» **What is being asked**
Reproduce the stretch of the defensible space passage from "Information about Defensible" through "in the community.", swapping every "crime" for "vandalism".

» **Excerpt to read**
Information about Defensible Space

Defensible space is a concept first proposed by the architect Oscar Newman and developed further by Alice Coleman. It is the idea that crime and delinquency can be controlled and mitigated through environmental design. The idea is important because it relates an individual's environment to his or her expectation of crime in the community.

There are four factors that make a defensible space:
  • Territoriality, or the idea that one's home is sacred
  • Natural surveillance, or the link between an area's physical characteristics and the residents' ability to see what is happening
  • Image, or the capacity of the physical design to impart a sense of security
  • Milieu, or other features that may affect security, such as proximity to a police substation or busy commercial area
The term Defensible space is also used in the context of wildfires, especially in the wildland/urban interface. In this context, defensible space is the area around a structure that has been landscaped to reduce fire danger. This space reduces the risk that fire will spread to the structure, and also provides firefighters a relatively safe area in which to work while protecting the structure. In areas prone to wildfires, firefighters will often not attempt to protect structures that do not have adequate defensible space, both for safetey reasons and because such efforts are unlikely to be successful.

» **Dataset excerpt**
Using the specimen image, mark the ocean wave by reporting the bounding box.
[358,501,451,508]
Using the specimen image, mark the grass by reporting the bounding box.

» **Exercise output**
Information about Defensible Space

Defensible space is a concept first proposed by the architect Oscar Newman and developed further by Alice Coleman. It is the idea that vandalism and delinquency can be controlled and mitigated through environmental design. The idea is important because it relates an individual's environment to his or her expectation of vandalism in the community.